[Records from a dataset]

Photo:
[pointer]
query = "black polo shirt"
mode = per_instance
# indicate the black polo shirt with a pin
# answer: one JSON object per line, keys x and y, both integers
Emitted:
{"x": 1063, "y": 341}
* * *
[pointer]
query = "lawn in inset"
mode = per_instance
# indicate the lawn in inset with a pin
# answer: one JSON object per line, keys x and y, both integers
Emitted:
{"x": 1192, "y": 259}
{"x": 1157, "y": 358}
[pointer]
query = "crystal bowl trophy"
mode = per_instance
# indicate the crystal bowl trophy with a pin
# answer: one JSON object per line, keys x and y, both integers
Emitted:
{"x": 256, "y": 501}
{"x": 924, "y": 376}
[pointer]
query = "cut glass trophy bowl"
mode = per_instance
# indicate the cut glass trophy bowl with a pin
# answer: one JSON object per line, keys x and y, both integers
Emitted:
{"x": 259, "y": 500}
* * *
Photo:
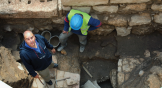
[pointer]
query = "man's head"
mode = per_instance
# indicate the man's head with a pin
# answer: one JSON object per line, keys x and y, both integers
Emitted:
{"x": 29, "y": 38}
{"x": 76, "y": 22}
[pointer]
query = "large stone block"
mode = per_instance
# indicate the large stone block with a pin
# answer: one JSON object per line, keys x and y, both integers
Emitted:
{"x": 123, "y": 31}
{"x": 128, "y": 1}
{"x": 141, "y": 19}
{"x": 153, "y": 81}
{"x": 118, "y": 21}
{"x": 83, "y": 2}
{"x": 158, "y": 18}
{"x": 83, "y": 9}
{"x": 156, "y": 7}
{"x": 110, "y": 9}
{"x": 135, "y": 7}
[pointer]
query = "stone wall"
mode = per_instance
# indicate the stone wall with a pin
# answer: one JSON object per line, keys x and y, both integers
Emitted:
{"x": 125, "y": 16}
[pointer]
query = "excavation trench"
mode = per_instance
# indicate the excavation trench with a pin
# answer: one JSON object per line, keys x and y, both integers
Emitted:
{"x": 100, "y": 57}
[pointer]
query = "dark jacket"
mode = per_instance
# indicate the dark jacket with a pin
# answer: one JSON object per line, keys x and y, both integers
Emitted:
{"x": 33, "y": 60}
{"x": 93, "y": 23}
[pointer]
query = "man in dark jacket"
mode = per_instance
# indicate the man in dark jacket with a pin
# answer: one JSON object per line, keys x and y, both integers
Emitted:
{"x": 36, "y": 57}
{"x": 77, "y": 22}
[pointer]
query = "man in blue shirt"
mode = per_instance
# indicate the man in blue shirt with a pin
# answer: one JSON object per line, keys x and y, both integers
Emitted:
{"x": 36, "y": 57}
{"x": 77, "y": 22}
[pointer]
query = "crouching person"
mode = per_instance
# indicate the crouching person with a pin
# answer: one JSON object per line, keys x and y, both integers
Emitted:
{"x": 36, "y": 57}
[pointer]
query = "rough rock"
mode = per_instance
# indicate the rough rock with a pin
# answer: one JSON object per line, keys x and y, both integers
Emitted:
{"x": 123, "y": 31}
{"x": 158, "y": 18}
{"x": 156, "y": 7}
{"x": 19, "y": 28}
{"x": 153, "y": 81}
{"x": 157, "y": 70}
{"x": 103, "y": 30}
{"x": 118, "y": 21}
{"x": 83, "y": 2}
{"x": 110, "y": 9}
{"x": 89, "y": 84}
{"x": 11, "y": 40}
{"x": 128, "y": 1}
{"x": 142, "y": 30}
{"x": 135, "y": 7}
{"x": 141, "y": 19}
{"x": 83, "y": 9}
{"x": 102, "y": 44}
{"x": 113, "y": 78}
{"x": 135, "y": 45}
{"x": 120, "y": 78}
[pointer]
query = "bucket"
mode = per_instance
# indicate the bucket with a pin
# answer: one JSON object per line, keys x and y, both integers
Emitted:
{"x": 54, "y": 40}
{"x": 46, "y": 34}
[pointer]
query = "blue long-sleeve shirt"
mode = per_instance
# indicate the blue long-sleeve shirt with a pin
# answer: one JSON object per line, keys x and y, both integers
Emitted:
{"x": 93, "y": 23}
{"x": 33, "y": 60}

■ What is required
Each line above that carries the string "crystal" has to be returned.

■ Written answer
query = "crystal bowl trophy"
# indicate the crystal bowl trophy with a pin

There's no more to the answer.